_Passage provided:_
──────────────────────────────

Animal birth control centre in Delhi: Capacity gap looms large
Delhi currently lists 20 ABC centres in areas such as Rohini, Timarpur, Dwarka, Tughlaqabad, Usmanpur, and Bijwasan, with a combined capacity of 3,500–4,000 dogs at a time, according to MCD Standing Committee minutes from last month.
According to MCD figures cited in an October 2024 Times of India report, the civic body told the Delhi High Court that, at the time, only 11 NGOs and four veterinary doctors were working across the city's 250 municipal wards, and just 46,600 strays had been vaccinated by the end of July 2024 — far short of the coverage needed.
In the same report, the MCD stated that a sterilisation rate of 70–80 per cent was essential to control the stray population effectively.

──────────────────────────────

_Given entries:_
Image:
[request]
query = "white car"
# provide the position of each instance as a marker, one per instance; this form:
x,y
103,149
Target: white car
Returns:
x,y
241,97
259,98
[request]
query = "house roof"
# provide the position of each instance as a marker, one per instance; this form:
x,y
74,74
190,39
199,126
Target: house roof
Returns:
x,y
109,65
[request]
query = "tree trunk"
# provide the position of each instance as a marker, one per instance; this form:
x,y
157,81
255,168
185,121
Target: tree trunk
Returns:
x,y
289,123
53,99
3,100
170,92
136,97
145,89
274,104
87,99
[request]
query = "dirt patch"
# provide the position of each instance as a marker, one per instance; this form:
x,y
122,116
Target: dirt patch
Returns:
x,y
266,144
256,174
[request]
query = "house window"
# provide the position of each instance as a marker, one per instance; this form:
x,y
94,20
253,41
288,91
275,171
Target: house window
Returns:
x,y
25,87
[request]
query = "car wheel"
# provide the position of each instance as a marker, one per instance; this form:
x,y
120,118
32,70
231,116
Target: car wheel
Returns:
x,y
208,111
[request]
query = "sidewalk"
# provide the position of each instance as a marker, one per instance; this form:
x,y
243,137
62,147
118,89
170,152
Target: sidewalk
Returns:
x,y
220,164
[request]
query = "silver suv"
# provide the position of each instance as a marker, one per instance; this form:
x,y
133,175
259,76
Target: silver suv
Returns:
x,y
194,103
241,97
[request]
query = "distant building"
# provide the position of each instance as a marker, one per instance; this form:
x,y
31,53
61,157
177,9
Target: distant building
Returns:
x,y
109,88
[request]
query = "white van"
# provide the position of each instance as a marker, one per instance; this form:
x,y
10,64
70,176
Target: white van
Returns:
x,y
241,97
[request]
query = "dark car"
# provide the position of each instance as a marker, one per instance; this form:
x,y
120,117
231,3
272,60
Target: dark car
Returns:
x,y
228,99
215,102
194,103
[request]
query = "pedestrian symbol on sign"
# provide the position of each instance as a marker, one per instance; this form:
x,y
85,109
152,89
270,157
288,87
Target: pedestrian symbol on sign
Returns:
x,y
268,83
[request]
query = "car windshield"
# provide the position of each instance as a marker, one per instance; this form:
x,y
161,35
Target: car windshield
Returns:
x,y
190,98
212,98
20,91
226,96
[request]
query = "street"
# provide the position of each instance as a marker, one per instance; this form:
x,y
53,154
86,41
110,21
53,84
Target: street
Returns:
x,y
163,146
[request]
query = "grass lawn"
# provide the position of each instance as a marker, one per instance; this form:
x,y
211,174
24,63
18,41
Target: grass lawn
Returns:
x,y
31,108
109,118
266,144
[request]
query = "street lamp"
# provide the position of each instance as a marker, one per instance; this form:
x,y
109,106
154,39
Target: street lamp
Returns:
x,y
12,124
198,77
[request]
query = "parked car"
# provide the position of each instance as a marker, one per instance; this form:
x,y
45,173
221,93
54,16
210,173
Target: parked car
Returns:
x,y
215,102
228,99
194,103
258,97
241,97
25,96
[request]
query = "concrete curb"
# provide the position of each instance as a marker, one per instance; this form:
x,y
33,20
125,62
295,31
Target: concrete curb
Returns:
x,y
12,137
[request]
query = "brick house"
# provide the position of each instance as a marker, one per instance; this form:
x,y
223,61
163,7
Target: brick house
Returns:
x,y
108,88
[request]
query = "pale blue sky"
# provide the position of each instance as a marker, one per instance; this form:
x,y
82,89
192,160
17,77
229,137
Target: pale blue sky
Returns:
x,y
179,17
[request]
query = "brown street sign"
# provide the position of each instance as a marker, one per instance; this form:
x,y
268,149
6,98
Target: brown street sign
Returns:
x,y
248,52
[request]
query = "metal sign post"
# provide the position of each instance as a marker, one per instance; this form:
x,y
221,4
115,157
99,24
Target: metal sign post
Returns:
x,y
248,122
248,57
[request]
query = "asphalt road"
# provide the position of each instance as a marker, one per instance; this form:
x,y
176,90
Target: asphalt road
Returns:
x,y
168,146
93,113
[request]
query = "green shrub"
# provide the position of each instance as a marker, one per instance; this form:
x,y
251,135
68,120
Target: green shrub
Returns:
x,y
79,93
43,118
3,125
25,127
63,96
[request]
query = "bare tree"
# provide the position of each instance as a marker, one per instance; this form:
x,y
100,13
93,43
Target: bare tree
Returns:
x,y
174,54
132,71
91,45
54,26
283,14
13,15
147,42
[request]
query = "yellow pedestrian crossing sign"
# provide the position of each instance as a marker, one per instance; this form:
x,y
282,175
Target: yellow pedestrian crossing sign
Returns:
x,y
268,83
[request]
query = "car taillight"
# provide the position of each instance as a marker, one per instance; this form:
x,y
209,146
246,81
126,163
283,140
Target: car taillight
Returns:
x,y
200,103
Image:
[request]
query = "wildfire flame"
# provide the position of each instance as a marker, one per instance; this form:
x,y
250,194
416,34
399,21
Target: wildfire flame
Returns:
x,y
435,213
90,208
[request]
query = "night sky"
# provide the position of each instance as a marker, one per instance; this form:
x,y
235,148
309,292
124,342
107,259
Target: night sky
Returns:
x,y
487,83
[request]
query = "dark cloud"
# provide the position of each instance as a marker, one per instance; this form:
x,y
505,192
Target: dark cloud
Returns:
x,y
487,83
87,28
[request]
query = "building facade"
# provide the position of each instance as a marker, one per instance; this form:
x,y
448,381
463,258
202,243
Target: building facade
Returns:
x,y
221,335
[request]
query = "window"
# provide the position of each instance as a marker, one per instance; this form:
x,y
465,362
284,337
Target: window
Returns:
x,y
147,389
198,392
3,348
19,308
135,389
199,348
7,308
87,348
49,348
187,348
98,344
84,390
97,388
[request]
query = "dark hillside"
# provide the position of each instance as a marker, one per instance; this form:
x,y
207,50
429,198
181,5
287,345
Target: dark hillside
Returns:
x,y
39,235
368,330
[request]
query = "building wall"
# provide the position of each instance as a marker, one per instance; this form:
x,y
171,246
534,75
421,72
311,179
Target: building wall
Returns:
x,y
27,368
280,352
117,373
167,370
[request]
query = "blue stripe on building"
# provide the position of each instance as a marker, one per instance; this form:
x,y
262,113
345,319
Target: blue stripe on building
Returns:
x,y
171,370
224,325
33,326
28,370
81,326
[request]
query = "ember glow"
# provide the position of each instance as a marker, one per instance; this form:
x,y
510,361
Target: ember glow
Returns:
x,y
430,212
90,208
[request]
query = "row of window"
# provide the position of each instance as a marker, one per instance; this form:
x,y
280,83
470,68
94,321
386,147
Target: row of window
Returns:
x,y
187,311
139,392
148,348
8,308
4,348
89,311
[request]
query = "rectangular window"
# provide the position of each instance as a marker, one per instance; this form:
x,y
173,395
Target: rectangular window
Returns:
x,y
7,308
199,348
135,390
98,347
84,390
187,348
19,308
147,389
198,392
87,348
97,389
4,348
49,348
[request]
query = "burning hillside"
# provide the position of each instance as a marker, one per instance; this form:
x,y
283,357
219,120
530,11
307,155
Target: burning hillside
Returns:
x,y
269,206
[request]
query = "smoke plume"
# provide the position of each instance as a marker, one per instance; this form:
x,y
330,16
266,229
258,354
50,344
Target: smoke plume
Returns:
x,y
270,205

──────────────────────────────

_What you will do:_
A. Reproduce the passage on Delhi's animal birth control centres from "Animal birth control" up to and including "the coverage needed.".
B. According to the passage on Delhi's animal birth control centres, what sterilization rate did the MCD state was essential to control the stray population effectively?
The rows above are separate material, unrelated to the passage on Delhi's animal birth control centres.

_Set of answers:_
A.
Animal birth control centre in Delhi: Capacity gap looms large
Delhi currently lists 20 ABC centres in areas such as Rohini, Timarpur, Dwarka, Tughlaqabad, Usmanpur, and Bijwasan, with a combined capacity of 3,500–4,000 dogs at a time, according to MCD Standing Committee minutes from last month.
According to MCD figures cited in an October 2024 Times of India report, the civic body told the Delhi High Court that, at the time, only 11 NGOs and four veterinary doctors were working across the city's 250 municipal wards, and just 46,600 strays had been vaccinated by the end of July 2024 — far short of the coverage needed.

B. 70–80 per cent.